> **The task**:
Under this task are some entries; return every one of them exactly.

> **Source records**:
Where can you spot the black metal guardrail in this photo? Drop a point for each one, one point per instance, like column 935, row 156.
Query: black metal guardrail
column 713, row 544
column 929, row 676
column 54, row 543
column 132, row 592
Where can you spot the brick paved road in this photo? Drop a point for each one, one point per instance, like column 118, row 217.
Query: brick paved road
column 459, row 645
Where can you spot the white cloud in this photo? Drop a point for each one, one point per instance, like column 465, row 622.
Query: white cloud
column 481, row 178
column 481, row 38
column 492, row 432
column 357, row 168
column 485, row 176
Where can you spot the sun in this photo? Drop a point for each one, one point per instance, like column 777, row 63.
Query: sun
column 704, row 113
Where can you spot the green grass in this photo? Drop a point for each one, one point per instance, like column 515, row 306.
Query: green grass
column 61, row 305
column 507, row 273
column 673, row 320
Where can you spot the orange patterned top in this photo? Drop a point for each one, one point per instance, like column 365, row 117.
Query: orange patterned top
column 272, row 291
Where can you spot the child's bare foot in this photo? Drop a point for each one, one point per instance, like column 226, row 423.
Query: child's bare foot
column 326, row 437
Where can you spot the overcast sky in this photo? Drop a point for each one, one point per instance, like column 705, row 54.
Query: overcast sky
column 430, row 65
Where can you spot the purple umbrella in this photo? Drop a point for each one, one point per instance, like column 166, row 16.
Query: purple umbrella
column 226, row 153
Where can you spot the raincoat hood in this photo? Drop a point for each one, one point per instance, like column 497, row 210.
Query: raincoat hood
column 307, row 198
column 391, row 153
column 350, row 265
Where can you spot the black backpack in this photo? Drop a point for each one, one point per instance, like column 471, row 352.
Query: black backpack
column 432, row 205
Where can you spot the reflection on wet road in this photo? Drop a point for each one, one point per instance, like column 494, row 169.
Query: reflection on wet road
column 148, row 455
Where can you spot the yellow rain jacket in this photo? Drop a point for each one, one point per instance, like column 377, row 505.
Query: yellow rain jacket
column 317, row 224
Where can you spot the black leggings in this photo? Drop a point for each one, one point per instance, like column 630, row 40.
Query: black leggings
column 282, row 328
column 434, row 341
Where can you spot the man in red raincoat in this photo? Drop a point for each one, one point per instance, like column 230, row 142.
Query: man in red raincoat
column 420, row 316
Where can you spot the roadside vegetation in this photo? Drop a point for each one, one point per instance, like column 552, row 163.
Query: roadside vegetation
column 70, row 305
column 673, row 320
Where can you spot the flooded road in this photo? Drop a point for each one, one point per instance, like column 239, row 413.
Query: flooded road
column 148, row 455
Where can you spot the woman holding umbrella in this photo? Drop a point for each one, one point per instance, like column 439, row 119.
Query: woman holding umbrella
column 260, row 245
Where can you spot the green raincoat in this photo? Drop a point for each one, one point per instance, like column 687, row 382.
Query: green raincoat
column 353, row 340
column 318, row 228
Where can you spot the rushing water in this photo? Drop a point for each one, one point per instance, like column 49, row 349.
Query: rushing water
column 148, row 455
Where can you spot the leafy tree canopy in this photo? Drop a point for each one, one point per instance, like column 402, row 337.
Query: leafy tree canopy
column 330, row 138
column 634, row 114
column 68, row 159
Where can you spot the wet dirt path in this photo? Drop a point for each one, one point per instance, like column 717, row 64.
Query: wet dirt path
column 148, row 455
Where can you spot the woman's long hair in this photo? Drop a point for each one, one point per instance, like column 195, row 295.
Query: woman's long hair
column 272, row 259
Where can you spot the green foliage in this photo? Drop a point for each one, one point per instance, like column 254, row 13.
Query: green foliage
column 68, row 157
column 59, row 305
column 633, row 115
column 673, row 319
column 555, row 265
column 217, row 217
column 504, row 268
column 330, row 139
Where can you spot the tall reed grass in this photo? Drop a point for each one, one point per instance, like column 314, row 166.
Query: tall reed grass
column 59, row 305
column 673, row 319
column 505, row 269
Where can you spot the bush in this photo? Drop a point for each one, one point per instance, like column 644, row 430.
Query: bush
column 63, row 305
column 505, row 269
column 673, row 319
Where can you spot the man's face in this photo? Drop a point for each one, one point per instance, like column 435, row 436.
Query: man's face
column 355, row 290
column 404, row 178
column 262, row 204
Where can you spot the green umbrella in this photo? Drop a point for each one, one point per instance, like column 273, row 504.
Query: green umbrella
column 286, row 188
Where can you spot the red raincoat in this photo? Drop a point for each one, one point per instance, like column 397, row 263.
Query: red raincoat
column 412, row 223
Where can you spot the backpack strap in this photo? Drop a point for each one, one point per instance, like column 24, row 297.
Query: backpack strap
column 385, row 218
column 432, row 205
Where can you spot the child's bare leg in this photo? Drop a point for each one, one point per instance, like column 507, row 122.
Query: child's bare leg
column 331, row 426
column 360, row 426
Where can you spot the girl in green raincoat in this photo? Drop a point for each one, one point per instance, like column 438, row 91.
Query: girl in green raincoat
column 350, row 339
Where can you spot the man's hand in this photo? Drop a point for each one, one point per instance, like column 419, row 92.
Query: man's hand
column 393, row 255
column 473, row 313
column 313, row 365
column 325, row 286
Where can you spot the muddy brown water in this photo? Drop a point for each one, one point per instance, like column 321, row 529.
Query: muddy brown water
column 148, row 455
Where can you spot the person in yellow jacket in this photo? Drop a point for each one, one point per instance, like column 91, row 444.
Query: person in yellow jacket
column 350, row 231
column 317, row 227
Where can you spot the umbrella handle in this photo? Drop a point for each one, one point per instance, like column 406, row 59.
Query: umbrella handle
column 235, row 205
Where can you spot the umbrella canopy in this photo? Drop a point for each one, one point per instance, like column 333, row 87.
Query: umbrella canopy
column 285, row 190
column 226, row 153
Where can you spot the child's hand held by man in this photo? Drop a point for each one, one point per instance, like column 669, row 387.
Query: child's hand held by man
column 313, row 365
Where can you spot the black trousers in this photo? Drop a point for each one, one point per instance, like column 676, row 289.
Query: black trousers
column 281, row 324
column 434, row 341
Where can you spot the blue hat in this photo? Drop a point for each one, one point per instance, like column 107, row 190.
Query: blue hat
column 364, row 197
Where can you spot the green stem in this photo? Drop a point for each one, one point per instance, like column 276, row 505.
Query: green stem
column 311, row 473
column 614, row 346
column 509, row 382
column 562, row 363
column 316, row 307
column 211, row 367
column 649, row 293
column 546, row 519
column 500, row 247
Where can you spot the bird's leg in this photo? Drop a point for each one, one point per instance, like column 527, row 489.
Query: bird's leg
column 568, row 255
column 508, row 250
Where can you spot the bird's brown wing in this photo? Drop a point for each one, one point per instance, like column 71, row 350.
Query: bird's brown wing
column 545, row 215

> **Response to the task**:
Where can you spot the black metal guardrail in this photo? Drop a point for each one, one point per instance, like column 935, row 156.
Query: black metal guardrail
column 713, row 544
column 929, row 676
column 54, row 543
column 132, row 592
Where can you spot the brick paved road in this photo? Drop a point for each one, one point per instance, like column 118, row 217.
Query: brick paved road
column 459, row 645
Where can you spot the white cloud in this photo? Drop a point for each one, one point per instance, like column 465, row 622.
Query: white cloud
column 481, row 178
column 481, row 38
column 492, row 432
column 357, row 168
column 485, row 176
Where can you spot the sun in this photo? Drop a point for each one, one point per instance, like column 777, row 63.
Query: sun
column 704, row 113
Where can you spot the green grass in this photo? Drop a point for each one, one point per instance, like column 515, row 306.
Query: green grass
column 61, row 305
column 507, row 273
column 673, row 320
Where can you spot the orange patterned top in this photo? Drop a point for each one, one point per instance, like column 365, row 117.
Query: orange patterned top
column 272, row 291
Where can you spot the child's bare foot in this photo? Drop a point for each one, one point per instance, like column 226, row 423.
Query: child's bare foot
column 326, row 437
Where can you spot the overcast sky in this photo? Drop a point for each one, one point per instance, like column 705, row 54.
Query: overcast sky
column 430, row 65
Where can you spot the purple umbrella in this photo? Drop a point for each one, one point per instance, like column 166, row 16.
Query: purple umbrella
column 226, row 153
Where can you spot the raincoat hood in this photo? Drop a point for each one, one point per instance, like column 497, row 210.
Query: raincoat hood
column 307, row 198
column 391, row 153
column 350, row 265
Where can you spot the black backpack in this photo? Drop a point for each one, one point per instance, like column 471, row 352.
Query: black backpack
column 432, row 205
Where can you spot the reflection on wet road in this photo? Drop a point for each one, one point per instance, like column 494, row 169.
Query: reflection on wet road
column 148, row 455
Where can you spot the yellow rain jacket in this photo? Drop a point for each one, one point per instance, like column 377, row 505.
Query: yellow rain jacket
column 317, row 224
Where can you spot the black leggings in this photo? Drop a point for each one, one point per instance, like column 630, row 40.
Query: black leggings
column 282, row 328
column 434, row 341
Where can you spot the man in red raincoat in this photo? Drop a point for each one, one point per instance, like column 230, row 142.
Query: man in red raincoat
column 420, row 316
Where can you spot the roadside vegetation in this photo? Drop a point for each one, one point per instance, like column 552, row 163.
Query: roadside vegetation
column 70, row 305
column 673, row 320
Where can you spot the flooded road in this photo? Drop a point for each one, one point per instance, like column 239, row 413.
Query: flooded road
column 148, row 455
Where can you spot the woman holding umbrella in this photo? Drop a point for each one, one point per instance, like column 439, row 119.
Query: woman holding umbrella
column 260, row 245
Where can you spot the green raincoat in this photo? Drop a point for each one, one point per instance, like column 687, row 382.
Query: green raincoat
column 353, row 340
column 318, row 228
Where can you spot the rushing water in this photo? Drop a point for each one, one point per instance, like column 49, row 349.
Query: rushing water
column 148, row 455
Where can you spot the leafy tree canopy in this photo? Drop a point for each one, one point per instance, like column 402, row 337.
Query: leafy tree canopy
column 330, row 138
column 634, row 114
column 68, row 159
Where can you spot the wet dirt path in this photo? Drop a point for each one, one point per instance, like column 717, row 64.
Query: wet dirt path
column 148, row 455
Where can you spot the woman's long hair in this photo? Drop a point for each one, one point per instance, like column 195, row 295.
Query: woman's long hair
column 272, row 259
Where can you spot the green foliage in this photo? Drop a point for each one, one point per instance, like column 254, row 13.
Query: green foliage
column 68, row 157
column 59, row 305
column 633, row 115
column 673, row 319
column 555, row 265
column 217, row 217
column 504, row 268
column 330, row 139
Where can you spot the tall reed grass in this photo? Drop a point for each one, one point per instance, like column 314, row 166.
Query: tall reed grass
column 59, row 305
column 673, row 319
column 505, row 269
Where can you spot the bush in this photo? Drop a point for each one, one point per instance, like column 644, row 430.
Query: bush
column 63, row 305
column 505, row 269
column 673, row 319
Where can you spot the man's face in this photo? Drop a point for each one, one point per instance, like column 435, row 436.
Query: man's face
column 355, row 290
column 404, row 178
column 262, row 204
Where can you spot the green umbrella in this photo? Drop a point for each one, one point per instance, like column 273, row 504.
Query: green umbrella
column 286, row 188
Where can you spot the red raincoat in this photo? Drop a point for each one, one point per instance, like column 397, row 263.
Query: red raincoat
column 412, row 223
Where can you spot the backpack strap in this photo? Drop a point for each one, one point per instance, like column 24, row 297.
Query: backpack strap
column 385, row 218
column 432, row 205
Where can you spot the child's bare leg in this photo? Drop a point for each one, one point per instance, like column 507, row 122.
Query: child's bare leg
column 331, row 426
column 360, row 426
Where can you spot the girl in green raincoat in this photo? Drop a point for each one, one point per instance, like column 438, row 91.
Query: girl in green raincoat
column 350, row 339
Where can you spot the man's hand in this photo? Drop a point for each one, one point per instance, like column 419, row 92.
Query: man's hand
column 393, row 255
column 473, row 313
column 313, row 365
column 325, row 286
Where can you spot the muddy brown water in this photo? Drop a point for each one, one point per instance, like column 321, row 529.
Query: muddy brown water
column 148, row 455
Where can you spot the person in yellow jacket in this photo? Drop a point for each one, one point per instance, like column 91, row 444.
Query: person in yellow jacket
column 350, row 231
column 317, row 227
Where can you spot the umbrella handle in this photo? Drop a point for each one, one point per instance, like column 406, row 59.
Query: umbrella handle
column 235, row 205
Where can you spot the umbrella canopy in this photo? Drop a point for each one, one point per instance, like column 333, row 87.
Query: umbrella canopy
column 285, row 190
column 226, row 153
Where can you spot the child's hand held by man in this photo? Drop a point for each one, one point per instance, like column 669, row 387.
Query: child's hand held by man
column 313, row 365
Where can you spot the black trousers in this photo? Drop a point for each one, one point per instance, like column 676, row 289.
Query: black trousers
column 281, row 324
column 434, row 341
Where can you spot the blue hat in this photo? Drop a point for each one, one point per instance, like column 107, row 190.
Query: blue hat
column 364, row 197
Where can you spot the green stem in this photo? Drop a point for each one, one point per instance, like column 276, row 505.
Query: green stem
column 311, row 473
column 614, row 346
column 509, row 382
column 562, row 363
column 316, row 307
column 211, row 367
column 649, row 293
column 546, row 519
column 500, row 247
Where can you spot the bird's leg in this photo? Drop a point for each one, one point per instance, like column 527, row 489.
Query: bird's leg
column 568, row 255
column 508, row 250
Where can you spot the bird's brown wing in this photo? Drop a point for each one, one point per instance, like column 71, row 350.
Query: bird's brown wing
column 545, row 215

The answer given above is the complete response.